─── Data shown ───
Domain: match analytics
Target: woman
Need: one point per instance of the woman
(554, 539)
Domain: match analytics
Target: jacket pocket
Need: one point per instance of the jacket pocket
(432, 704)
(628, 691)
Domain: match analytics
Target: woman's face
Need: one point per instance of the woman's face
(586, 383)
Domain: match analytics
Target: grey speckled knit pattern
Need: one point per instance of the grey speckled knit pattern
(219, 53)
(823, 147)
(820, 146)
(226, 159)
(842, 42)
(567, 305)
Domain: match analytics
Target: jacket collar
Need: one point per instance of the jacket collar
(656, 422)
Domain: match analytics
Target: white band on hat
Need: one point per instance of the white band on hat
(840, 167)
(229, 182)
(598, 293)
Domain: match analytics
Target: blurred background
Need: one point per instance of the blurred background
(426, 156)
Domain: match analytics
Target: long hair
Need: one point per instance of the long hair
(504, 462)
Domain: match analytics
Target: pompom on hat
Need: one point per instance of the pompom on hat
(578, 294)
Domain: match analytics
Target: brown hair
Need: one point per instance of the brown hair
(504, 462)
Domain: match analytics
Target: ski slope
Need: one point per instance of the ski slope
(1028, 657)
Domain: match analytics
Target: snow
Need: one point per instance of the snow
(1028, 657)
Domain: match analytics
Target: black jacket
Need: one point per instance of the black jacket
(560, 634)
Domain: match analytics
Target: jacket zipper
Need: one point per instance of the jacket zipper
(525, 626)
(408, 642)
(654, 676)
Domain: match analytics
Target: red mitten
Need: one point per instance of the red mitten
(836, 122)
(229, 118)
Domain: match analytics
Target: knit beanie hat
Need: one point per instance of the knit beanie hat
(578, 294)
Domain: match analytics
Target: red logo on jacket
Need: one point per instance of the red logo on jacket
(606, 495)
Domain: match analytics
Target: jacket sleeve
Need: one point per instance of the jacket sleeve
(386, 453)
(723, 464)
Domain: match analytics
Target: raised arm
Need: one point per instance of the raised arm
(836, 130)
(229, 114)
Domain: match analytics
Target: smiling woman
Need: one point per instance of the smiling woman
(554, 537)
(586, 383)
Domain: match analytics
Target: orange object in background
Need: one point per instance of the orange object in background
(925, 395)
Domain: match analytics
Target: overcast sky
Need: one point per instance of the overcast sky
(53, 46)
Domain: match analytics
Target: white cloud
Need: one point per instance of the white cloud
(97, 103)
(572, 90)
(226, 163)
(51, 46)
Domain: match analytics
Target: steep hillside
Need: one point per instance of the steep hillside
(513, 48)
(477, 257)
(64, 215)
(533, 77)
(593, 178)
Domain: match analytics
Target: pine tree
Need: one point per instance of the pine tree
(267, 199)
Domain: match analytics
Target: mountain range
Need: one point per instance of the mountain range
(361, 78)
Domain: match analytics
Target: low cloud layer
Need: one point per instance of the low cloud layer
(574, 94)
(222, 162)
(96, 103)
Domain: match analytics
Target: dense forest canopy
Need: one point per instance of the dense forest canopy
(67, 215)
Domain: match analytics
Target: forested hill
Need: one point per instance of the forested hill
───
= Your goal =
Nothing beyond the lines from the start of the entries through the line with "Target: grey speckled knit pattern" should appear. Repeat those lines exactly, both ends included.

= Problem solution =
Domain: match analytics
Target: woman
Need: one point per instance of the woman
(554, 539)
Domain: match analytics
Target: jacket pocket
Need: one point per instance of the jacket pocket
(432, 704)
(628, 691)
Domain: match analytics
Target: woman's face
Need: one point per instance of the woman's face
(586, 383)
Domain: match analytics
Target: grey speckled knit pattern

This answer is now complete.